───── DATA SECTION
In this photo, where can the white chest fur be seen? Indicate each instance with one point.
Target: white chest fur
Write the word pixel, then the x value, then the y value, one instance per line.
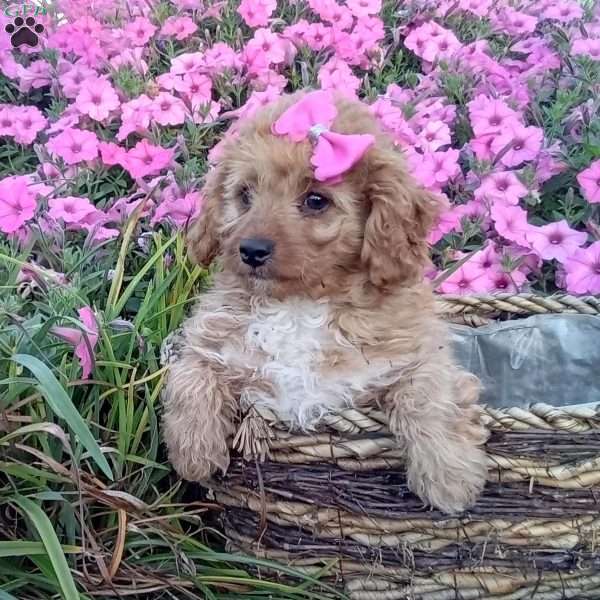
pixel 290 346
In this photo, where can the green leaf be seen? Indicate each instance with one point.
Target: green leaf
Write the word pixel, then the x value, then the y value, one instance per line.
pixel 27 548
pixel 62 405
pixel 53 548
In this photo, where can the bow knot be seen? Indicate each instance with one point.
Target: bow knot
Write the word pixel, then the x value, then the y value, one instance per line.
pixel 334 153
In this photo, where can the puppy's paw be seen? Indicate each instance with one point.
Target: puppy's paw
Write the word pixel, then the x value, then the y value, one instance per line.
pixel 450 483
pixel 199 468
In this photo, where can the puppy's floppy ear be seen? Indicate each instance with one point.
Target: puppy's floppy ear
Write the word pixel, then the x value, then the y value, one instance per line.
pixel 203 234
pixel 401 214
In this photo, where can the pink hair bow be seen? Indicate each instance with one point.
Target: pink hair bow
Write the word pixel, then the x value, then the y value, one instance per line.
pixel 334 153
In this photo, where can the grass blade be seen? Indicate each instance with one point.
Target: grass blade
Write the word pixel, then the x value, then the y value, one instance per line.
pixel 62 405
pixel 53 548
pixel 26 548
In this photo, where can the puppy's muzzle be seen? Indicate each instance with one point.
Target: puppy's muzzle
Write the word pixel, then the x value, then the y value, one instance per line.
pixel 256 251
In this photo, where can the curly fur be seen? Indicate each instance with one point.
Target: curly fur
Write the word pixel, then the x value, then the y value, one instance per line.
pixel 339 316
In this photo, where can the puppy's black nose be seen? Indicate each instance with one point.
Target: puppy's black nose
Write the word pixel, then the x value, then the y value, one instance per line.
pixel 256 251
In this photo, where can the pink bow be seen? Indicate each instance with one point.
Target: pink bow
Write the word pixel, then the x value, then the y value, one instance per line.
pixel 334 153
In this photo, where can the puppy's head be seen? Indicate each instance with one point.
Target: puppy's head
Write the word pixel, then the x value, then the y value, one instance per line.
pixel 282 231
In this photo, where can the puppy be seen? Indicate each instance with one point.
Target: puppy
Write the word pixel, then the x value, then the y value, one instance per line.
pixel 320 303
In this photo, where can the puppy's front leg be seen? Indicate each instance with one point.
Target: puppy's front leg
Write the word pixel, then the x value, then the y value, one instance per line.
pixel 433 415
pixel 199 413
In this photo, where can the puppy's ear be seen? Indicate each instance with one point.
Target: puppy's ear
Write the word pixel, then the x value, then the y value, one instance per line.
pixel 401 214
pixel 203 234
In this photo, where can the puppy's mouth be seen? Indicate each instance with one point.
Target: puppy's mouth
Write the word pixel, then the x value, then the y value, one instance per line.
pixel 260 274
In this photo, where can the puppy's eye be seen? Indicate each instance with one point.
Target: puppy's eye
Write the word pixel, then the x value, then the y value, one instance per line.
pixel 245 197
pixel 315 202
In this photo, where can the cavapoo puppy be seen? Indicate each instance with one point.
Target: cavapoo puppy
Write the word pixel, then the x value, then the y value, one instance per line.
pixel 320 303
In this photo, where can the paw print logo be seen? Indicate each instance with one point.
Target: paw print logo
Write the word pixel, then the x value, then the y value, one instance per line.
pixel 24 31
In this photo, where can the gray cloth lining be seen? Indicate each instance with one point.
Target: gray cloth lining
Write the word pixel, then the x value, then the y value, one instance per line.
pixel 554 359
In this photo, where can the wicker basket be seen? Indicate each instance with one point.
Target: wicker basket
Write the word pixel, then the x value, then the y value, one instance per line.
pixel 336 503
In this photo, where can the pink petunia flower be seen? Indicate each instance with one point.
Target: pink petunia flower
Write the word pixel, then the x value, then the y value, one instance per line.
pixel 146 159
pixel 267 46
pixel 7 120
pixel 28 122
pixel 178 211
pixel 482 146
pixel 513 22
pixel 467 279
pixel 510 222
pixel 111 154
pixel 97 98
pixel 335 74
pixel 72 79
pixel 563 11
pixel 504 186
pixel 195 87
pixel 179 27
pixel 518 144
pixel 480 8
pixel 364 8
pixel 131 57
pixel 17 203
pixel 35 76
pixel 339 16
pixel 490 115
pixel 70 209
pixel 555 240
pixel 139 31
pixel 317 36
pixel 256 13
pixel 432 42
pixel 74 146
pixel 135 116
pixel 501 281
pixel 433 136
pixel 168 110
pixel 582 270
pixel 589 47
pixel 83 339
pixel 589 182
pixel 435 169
──────────
> _ACTIVITY_
Only the number is wanted: how many lines in the entries above contain the word "knot"?

> _ANSWER TO THIS EXERCISE_
2